- DOCUMENT PASSAGE -
▶
Scientific classification
- Kingdom: Plantae
- Clade: Tracheophytes
- Clade: Angiosperms
- Clade: Eudicots
- Clade: Asterids
- Order: Asterales
- Family: Asteraceae
- Genus: Artemisia
- Species: A. laciniata
- Binomial name: Artemisia laciniata Willd.

= Artemisia laciniata =

- Genus: Artemisia
- Species: laciniata
- Authority: Willd.
- Conservation status: G4

Species of plant

Artemisia laciniata is a species of wormwood in the family Asteraceae. Its common name is the Siberian wormwood. It is mostly found in Russia, Alaska, the Yukon, and other parts of the US and Europe.

==Description==
Artemisia laciniata can reach heights up to 50 or 60 centimeters. The alternate leaves are gray-green in color and are bipinnate. The lanceolate leaflets have entire margins. It produces a lot of greenish yellow flowers with many stellates. Its bloom period is from August to October. The fruit type is achenes. It is a hermaphrodite (has both male and female organs).

May be confused with Tanacetum bipinnatum and Artemisia norvegica, but Tanacetum has pointed leaves and A. novegica has bigger flowers and less developed leaves, differentiating the plants.

==Distribution==
Where Artemisia laciniata is native to is disputed in some places. There is no dispute with some countries and territories, like Russia (especially Siberia), Alaska, the Yukon, and Mongolia. Some sources say it is also native to states along the Rocky Mountains, and parts of Europe including Austria, Czechia, and Sweden. Whether or not it is extinct in Germany is also controversial. It also is probably native to Kashmir.

==Habitat==

It can be found in dry gravelly stream banks, grassy flats, forested areas, and dry hillsides. Its elevation is between 100 and 1500 meters.
◀
- EXERCISE BRIEF -
In the text on Artemisia laciniata, transcribe the passage word for word, starting at "Artemisia laciniata is a" and ending at "US and Europe.". The entries that come next are separate material and are not part of the text on Artemisia laciniata.

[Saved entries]
▶
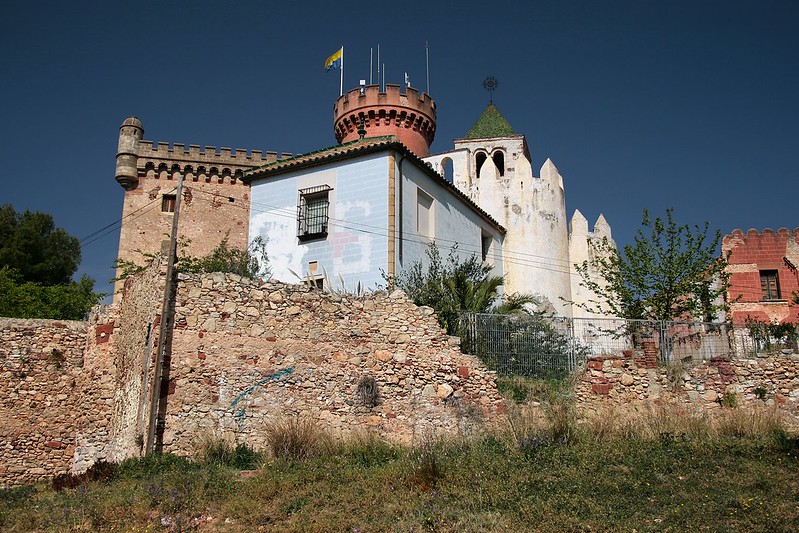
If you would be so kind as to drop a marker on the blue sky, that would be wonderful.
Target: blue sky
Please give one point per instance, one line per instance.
(640, 104)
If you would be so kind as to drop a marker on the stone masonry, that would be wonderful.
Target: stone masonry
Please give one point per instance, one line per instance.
(56, 396)
(244, 353)
(763, 380)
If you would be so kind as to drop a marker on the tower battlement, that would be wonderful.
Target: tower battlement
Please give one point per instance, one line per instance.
(137, 159)
(409, 116)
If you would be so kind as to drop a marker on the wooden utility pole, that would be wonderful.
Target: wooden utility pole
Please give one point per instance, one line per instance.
(157, 388)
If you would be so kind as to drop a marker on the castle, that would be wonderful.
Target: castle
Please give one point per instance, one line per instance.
(371, 203)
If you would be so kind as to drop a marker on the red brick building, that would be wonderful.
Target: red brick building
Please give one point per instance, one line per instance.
(763, 274)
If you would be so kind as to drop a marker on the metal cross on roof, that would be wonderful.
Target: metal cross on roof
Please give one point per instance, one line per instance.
(490, 84)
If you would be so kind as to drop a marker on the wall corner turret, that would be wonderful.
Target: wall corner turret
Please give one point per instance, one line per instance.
(130, 133)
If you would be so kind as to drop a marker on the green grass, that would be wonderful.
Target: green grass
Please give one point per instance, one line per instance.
(484, 484)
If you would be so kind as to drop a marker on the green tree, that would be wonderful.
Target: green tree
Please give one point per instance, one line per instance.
(37, 261)
(454, 286)
(39, 252)
(670, 272)
(252, 262)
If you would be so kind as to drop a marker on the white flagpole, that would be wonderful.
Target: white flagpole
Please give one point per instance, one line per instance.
(427, 64)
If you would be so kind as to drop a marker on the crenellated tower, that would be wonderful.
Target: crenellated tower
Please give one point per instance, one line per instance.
(410, 116)
(215, 204)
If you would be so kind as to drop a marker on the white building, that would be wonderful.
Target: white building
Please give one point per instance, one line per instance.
(492, 166)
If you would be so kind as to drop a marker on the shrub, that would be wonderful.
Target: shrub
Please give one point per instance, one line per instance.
(367, 449)
(425, 467)
(220, 452)
(296, 439)
(752, 422)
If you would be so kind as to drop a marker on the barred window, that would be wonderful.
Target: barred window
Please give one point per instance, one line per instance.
(769, 285)
(312, 212)
(168, 203)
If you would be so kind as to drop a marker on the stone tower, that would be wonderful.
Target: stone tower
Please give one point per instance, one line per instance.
(215, 205)
(411, 117)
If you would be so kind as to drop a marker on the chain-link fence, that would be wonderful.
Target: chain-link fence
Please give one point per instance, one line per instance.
(539, 346)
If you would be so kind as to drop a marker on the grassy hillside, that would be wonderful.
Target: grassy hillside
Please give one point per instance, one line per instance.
(656, 471)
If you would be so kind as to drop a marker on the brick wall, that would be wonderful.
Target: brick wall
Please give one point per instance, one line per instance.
(245, 353)
(752, 252)
(55, 398)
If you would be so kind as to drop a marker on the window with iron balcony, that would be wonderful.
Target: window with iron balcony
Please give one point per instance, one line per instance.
(312, 212)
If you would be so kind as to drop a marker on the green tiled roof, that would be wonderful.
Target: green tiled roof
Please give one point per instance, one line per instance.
(490, 124)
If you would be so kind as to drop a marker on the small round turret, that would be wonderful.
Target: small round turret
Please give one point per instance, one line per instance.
(130, 133)
(410, 117)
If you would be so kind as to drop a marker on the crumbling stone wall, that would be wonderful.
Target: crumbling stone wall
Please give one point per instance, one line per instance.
(763, 380)
(246, 353)
(51, 390)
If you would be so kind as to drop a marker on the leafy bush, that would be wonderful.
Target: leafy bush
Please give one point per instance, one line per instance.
(454, 286)
(26, 299)
(250, 263)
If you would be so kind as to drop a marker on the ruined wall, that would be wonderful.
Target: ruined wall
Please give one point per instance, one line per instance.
(133, 350)
(763, 380)
(245, 353)
(55, 397)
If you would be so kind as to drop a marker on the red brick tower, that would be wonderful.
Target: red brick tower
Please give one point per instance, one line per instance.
(411, 117)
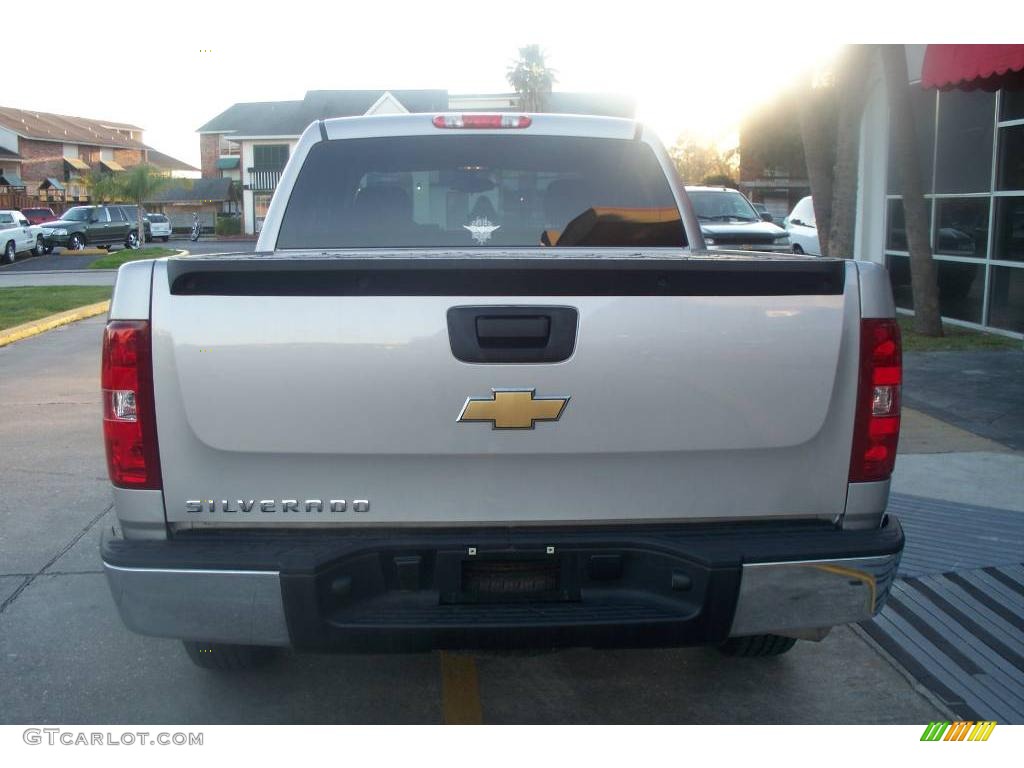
◀
- RESULT -
Artemisia laciniata is a species of wormwood in the family Asteraceae. Its common name is the Siberian wormwood. It is mostly found in Russia, Alaska, the Yukon, and other parts of the US and Europe.